### [Do this]
Write the entries below out again exactly; any picture in them stays out.

### [Supplied information]
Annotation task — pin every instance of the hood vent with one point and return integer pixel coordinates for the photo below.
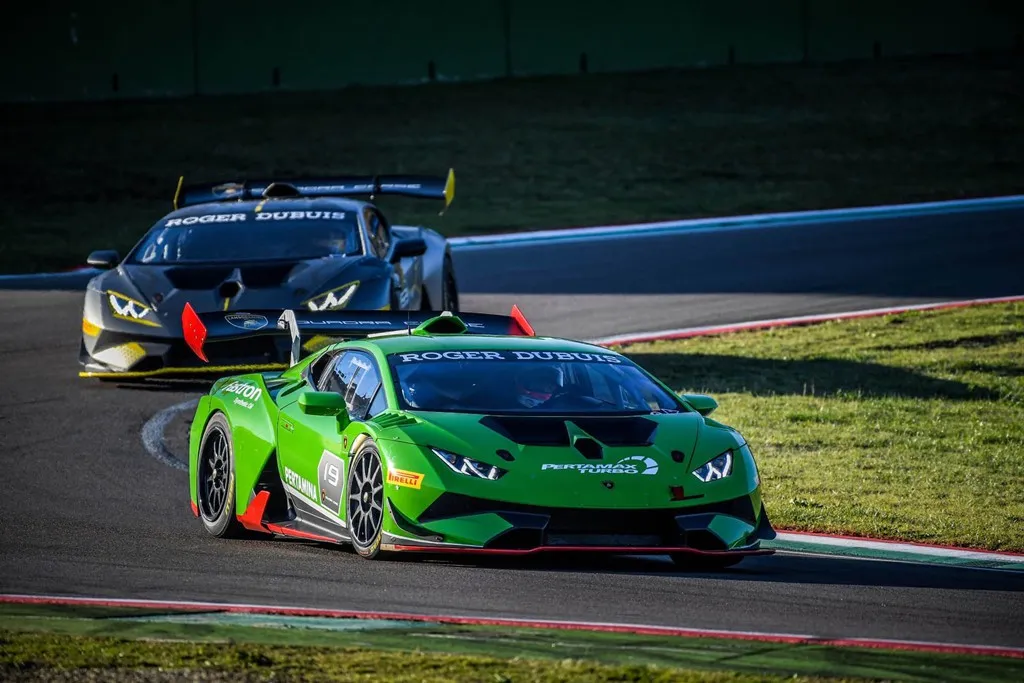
(619, 431)
(210, 276)
(529, 431)
(590, 449)
(198, 278)
(637, 431)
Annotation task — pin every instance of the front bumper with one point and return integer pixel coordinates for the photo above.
(111, 354)
(450, 524)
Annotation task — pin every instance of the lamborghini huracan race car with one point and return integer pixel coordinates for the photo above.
(466, 434)
(238, 246)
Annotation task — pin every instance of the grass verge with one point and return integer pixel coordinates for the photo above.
(126, 644)
(529, 154)
(907, 426)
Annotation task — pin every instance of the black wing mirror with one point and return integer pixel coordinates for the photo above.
(104, 258)
(702, 403)
(408, 248)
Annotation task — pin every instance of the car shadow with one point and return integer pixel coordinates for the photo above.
(814, 377)
(778, 568)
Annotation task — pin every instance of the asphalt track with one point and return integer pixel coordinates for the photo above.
(85, 511)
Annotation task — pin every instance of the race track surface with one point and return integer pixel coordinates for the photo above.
(86, 511)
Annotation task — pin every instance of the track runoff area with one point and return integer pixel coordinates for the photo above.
(788, 542)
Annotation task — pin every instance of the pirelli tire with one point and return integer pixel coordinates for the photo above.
(365, 501)
(215, 480)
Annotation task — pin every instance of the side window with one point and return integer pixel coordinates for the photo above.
(357, 380)
(380, 236)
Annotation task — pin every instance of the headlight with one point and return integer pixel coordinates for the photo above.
(469, 467)
(719, 468)
(126, 308)
(336, 298)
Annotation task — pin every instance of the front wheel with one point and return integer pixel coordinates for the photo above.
(215, 479)
(366, 501)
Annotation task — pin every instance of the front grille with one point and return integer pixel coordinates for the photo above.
(588, 526)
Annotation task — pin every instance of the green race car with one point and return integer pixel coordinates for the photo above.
(465, 434)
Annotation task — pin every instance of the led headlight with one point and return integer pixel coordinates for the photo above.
(126, 308)
(719, 468)
(469, 467)
(336, 298)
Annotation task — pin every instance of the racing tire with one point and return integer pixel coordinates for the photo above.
(365, 502)
(693, 562)
(215, 480)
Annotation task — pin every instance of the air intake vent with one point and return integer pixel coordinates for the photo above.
(590, 449)
(529, 431)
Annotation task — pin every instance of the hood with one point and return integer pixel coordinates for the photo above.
(579, 461)
(253, 286)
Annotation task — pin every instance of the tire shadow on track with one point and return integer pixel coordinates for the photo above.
(781, 568)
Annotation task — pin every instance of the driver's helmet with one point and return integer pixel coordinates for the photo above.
(536, 384)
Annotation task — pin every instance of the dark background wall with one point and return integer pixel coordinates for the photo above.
(91, 49)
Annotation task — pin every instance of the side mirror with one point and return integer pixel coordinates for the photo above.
(408, 248)
(701, 402)
(323, 402)
(104, 258)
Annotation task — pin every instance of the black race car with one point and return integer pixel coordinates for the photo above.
(313, 244)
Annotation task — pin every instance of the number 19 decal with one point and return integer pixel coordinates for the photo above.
(332, 480)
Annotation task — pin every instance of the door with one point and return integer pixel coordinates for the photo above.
(407, 270)
(312, 454)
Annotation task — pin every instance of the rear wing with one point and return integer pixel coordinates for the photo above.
(217, 327)
(422, 186)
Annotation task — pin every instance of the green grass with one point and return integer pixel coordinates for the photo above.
(32, 652)
(46, 639)
(907, 426)
(529, 154)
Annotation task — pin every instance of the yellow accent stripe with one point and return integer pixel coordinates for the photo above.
(135, 319)
(185, 371)
(450, 187)
(177, 193)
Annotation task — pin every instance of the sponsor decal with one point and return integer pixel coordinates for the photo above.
(246, 394)
(251, 322)
(226, 189)
(331, 473)
(404, 478)
(508, 355)
(207, 218)
(300, 483)
(628, 465)
(301, 215)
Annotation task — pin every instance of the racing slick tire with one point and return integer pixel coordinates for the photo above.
(215, 480)
(693, 562)
(365, 505)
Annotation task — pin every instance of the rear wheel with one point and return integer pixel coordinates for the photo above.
(694, 562)
(215, 479)
(366, 501)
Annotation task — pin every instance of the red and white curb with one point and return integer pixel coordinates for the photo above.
(637, 629)
(707, 331)
(837, 545)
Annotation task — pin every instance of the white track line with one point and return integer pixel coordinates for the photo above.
(153, 434)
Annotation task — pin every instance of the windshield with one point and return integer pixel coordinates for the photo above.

### [The solution]
Annotation task — pin every instance of the hood vent with one point and return integer pixel coordinates for the photo below.
(619, 431)
(210, 276)
(529, 431)
(590, 449)
(198, 278)
(637, 431)
Annotation task — pin every instance of the front bumper with one point and return integer pixel coordinates for the photo above.
(111, 354)
(450, 524)
Annotation task — pin every instance of the lamborghini huracan race car with one point and return integer pixel coordinates for the photo above.
(466, 434)
(238, 246)
Annotation task — pin every instance of the grass verge with one point and return integer pixel coordinates for the photo above.
(126, 644)
(529, 154)
(907, 426)
Annotation task — pin every instance of the black wing mirror with one point and return integer pixel coordinates for the photo above.
(104, 258)
(702, 403)
(408, 248)
Annotation task — pin every instance of the car shadow with one point and return integer pixel coordinates for the photo above.
(814, 377)
(778, 568)
Annotation task — pin every instance of the asphalt track with one point and return integer pixel coordinates for the photo above.
(85, 511)
Annotation task — pin every instance of the race track surface with one point and return integer pixel coordinates for the photo above.
(86, 511)
Annotation task — pin every instance of the track runoff area with one point and return integer pixel coordinates for the photo above.
(788, 542)
Annotation task — pin every instance of the pirelli tire with one point and return integer pixel coordinates for the photo above.
(365, 501)
(215, 480)
Annotation task — pin every instance of the side window with one point and return integer pixel coordinates for the photo above.
(357, 380)
(380, 236)
Annotation task — pin every instance of the headlight with one point and return integer pixel coordinates for the photo above.
(469, 467)
(719, 468)
(126, 308)
(336, 298)
Annotation task — pin every instance of the front wheel with one point and return integer pixel coordinates for the photo above.
(215, 479)
(366, 501)
Annotation task — pin every instance of the front grille with one point and return integer pixel coordinates for the photo above.
(588, 526)
Annotation task — pin every instance of the green race car with one point and return integer pixel coordinates for the photo above.
(465, 434)
Annotation task — pin every instance of the led headlight with one point and return integer pixel coordinates for the photo above.
(126, 308)
(719, 468)
(469, 467)
(336, 298)
Annotation task — pin every instance of the racing tire with one point and return integer pixel coordinates for the photo above.
(365, 502)
(693, 562)
(215, 480)
Annotation task — pin every instance of the air intake vent with one point and return integer pixel coordinates for the photo above.
(590, 449)
(529, 431)
Annotation task — pin every instance of the hood with one point and return integer pixel coordinates for the photo above.
(579, 461)
(253, 286)
Annotation task — pin every instance of the tire shadow on track with one point and return integer pixel coordinates for the photo above.
(781, 568)
Annotation task — pin every instance of the driver's helmet with one point and return integer pixel coordinates for the photo above.
(536, 384)
Annotation task — pin every instance of the dark background wall with one point and return integer pixel coordinates for the photo above.
(91, 49)
Annotation task — pin every instance of the side mirror with one point and return integer pixel coordinates for the photo above.
(408, 248)
(701, 402)
(323, 402)
(104, 258)
Annotation task — pin every instance of the black race car with one point and return integer pixel coordinates for the photo above.
(313, 244)
Annotation task — pin every instance of the number 19 decal with one point and return integer pixel coordinates for the photo above.
(332, 480)
Annotation task — pin every instance of the door with one point and return integer pixel coordinates for the photo above.
(407, 270)
(312, 454)
Annotation task — pin every instance of the rear wing with one point and return integer pixel coordinates for the photo above.
(217, 327)
(422, 186)
Annotation task — pin every instance of the green grass with one point and return integer pixel coordinates for the photo above.
(32, 652)
(46, 639)
(907, 426)
(529, 154)
Annotation task — pin every instance of the yellow accent stripe with one point and return integer pixel coordinates for the photo above.
(135, 319)
(185, 371)
(450, 187)
(177, 193)
Annotation task — pin every instance of the sponsor decal with one point and return integer pixel coordinates for the photo above.
(246, 394)
(251, 322)
(226, 189)
(331, 473)
(404, 478)
(508, 355)
(207, 218)
(300, 483)
(628, 465)
(301, 215)
Annotation task — pin every instance of the racing slick tire with one point and return integer pixel coordinates for the photo above.
(215, 480)
(693, 562)
(365, 505)
Annotation task — pin every instance of the rear wheel with one point and return integer pixel coordinates for the photo above.
(694, 562)
(215, 479)
(366, 501)
Annotation task — pin every instance of the red and white curb with one point and return integer pixel coordinates for the photo above.
(637, 629)
(707, 331)
(837, 545)
Annotation task — pin every instance of the white track line with one point and return integer pixel coordinates for the photo above.
(153, 434)
Annotation task — pin every instance of the windshield with one point and return integer pixel coordinates for the photo above.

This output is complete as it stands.